→ O que fazer
1/ No texto sobre a fisioterapia, quem trata na realidade um doente do SNS?
2/ Transcreva do texto sobre a fisioterapia o trecho entre "Acontece que os" e "que os fisioterapeutas.", inclusive.

→ Texto apresentado
Ao invés de ser visto como um todo, o doente dos serviços de fisioterapia é repartido em bocados pelo sistema de saúde, sendo que não há uma intervenção global mas sim um conjunto de modalidades de fisioterapia. Estas mesmas valências terapêuticas aparecem ignominiosamente “prescritas” por um médico fisiatra no papel, sendo que aquilo que deveria ser uma visão holística do doente se transforma num conjunto de ordens de trabalho manual e sectário, ordeiramente obedecidas pelo profissional que não quer perder o seu emprego (e só isso evita toda a possibilidade de dissonância cognitiva).
Às modalidades prescritas em papel correspondem quase sempre técnicas de execução rápida e pouco técnica, com efeito imediato e a curto prazo. Tal deve-se não só à falta de conhecimento de muitas das mais especiais técnicas de tratamento por parte dos médicos fisiatras (comummente envolvidos em questões burocráticas, muitas vezes pouco preocupados com os próprios doentes) como também à inviabilidade financeira da execução de técnicas especiais com doentes que não chegarão a render...
Acontece que os pagamentos feitos pelo Serviço Nacional de Saúde relativamente às modalidades de fisioterapia são uma verdadeira miséria (estão ao nível dos cêntimos), fazendo com que um doente do SNS não constitua fonte de rendimento para uma clínica. Na realidade, um doente do SNS não chega sequer a ser tratado por um fisioterapeuta credenciado, sendo que passa apenas pelas mãos de auxiliares sub-formados, menos bem pagos que os fisioterapeutas.
Por outro lado, atendendo à submersão do mercado por tão grande número de fisioterapeutas (formados nas novas escolas que nasceram e proliferaram como cogumelos), não restará muito tempo para que os próprios fisioterapeutas venham a fazer o trabalho espúrio dos auxiliares, com um pagamento igualmente espúrio e uma respeitabilidade diminuta.

→ Extratos de dados
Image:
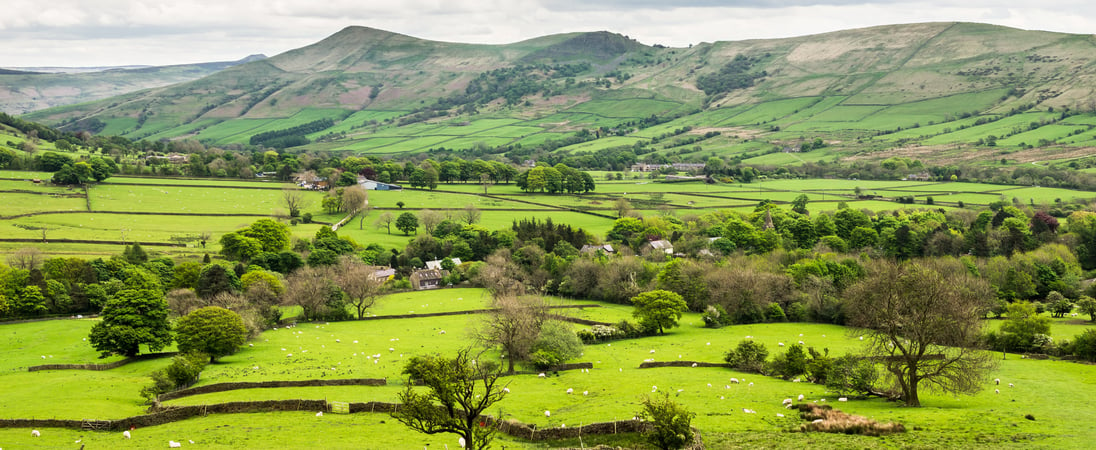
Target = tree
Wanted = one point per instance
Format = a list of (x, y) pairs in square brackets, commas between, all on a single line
[(356, 279), (213, 331), (386, 220), (659, 309), (1087, 306), (922, 321), (513, 325), (133, 318), (670, 423), (470, 214), (407, 222), (460, 390)]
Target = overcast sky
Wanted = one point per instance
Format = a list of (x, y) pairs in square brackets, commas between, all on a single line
[(36, 33)]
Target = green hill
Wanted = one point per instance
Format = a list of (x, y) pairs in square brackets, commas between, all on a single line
[(932, 91)]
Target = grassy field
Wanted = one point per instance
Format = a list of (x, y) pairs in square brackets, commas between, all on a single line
[(1054, 392)]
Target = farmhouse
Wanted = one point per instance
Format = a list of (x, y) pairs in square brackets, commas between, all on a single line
[(436, 264), (427, 278)]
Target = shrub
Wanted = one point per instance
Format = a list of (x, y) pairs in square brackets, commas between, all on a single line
[(852, 376), (789, 364), (749, 356), (670, 423), (775, 313)]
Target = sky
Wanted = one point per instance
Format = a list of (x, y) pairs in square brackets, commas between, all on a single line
[(83, 33)]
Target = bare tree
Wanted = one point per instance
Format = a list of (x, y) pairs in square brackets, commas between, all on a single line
[(25, 258), (295, 200), (357, 280), (354, 198), (308, 288), (513, 325), (386, 220), (429, 219), (470, 214), (923, 323)]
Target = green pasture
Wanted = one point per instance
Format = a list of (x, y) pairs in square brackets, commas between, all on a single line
[(1054, 392)]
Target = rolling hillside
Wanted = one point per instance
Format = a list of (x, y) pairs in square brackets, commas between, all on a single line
[(945, 92), (25, 91)]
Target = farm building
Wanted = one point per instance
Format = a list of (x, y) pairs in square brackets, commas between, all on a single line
[(427, 278)]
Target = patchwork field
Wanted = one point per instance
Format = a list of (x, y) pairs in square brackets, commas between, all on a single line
[(1053, 392)]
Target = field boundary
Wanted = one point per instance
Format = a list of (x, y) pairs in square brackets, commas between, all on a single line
[(260, 384), (107, 366), (164, 415)]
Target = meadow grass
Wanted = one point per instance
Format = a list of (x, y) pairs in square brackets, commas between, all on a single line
[(1054, 392)]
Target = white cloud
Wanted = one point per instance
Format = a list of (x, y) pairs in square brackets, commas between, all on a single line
[(160, 32)]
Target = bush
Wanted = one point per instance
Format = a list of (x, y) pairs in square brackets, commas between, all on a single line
[(749, 356), (775, 313), (852, 376), (789, 364), (670, 423), (1084, 345)]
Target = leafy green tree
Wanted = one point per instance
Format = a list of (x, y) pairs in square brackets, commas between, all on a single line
[(671, 423), (407, 222), (1087, 306), (749, 356), (460, 390), (213, 331), (133, 318), (922, 320), (659, 309)]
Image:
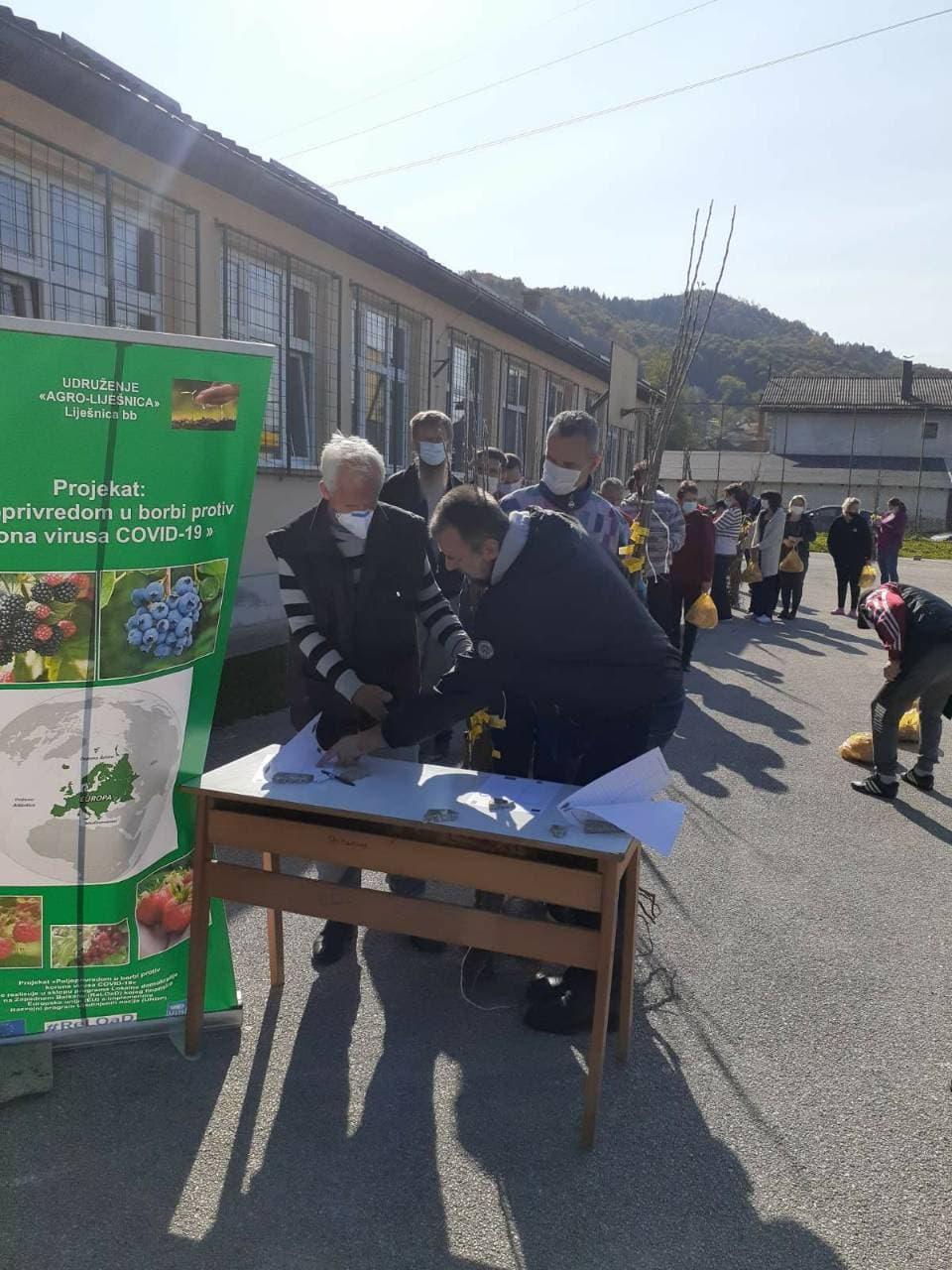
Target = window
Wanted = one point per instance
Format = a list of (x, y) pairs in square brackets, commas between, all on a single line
[(516, 407), (391, 372), (16, 216), (281, 300), (91, 245), (18, 296)]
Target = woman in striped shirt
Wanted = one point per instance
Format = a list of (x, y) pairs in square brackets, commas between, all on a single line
[(726, 535)]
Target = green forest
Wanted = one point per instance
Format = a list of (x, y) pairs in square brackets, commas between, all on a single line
[(746, 344), (744, 340)]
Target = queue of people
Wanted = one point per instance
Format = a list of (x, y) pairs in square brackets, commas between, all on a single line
[(416, 601)]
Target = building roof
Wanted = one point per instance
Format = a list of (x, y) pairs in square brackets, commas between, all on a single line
[(879, 393), (75, 79), (769, 470)]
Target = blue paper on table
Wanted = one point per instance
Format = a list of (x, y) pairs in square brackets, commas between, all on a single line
[(625, 798)]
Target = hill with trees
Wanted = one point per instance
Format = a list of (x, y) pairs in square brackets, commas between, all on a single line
[(746, 343)]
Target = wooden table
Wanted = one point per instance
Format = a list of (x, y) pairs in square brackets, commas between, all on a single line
[(380, 825)]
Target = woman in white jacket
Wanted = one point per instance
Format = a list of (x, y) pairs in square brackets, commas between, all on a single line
[(767, 545)]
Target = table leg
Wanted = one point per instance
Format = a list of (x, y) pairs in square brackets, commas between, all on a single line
[(630, 920), (198, 939), (271, 862), (603, 991)]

→ Respostas abaixo
1/ Auxiliares sub-formados, menos bem pagos que os fisioterapeutas.

2/
Acontece que os pagamentos feitos pelo Serviço Nacional de Saúde relativamente às modalidades de fisioterapia são uma verdadeira miséria (estão ao nível dos cêntimos), fazendo com que um doente do SNS não constitua fonte de rendimento para uma clínica. Na realidade, um doente do SNS não chega sequer a ser tratado por um fisioterapeuta credenciado, sendo que passa apenas pelas mãos de auxiliares sub-formados, menos bem pagos que os fisioterapeutas.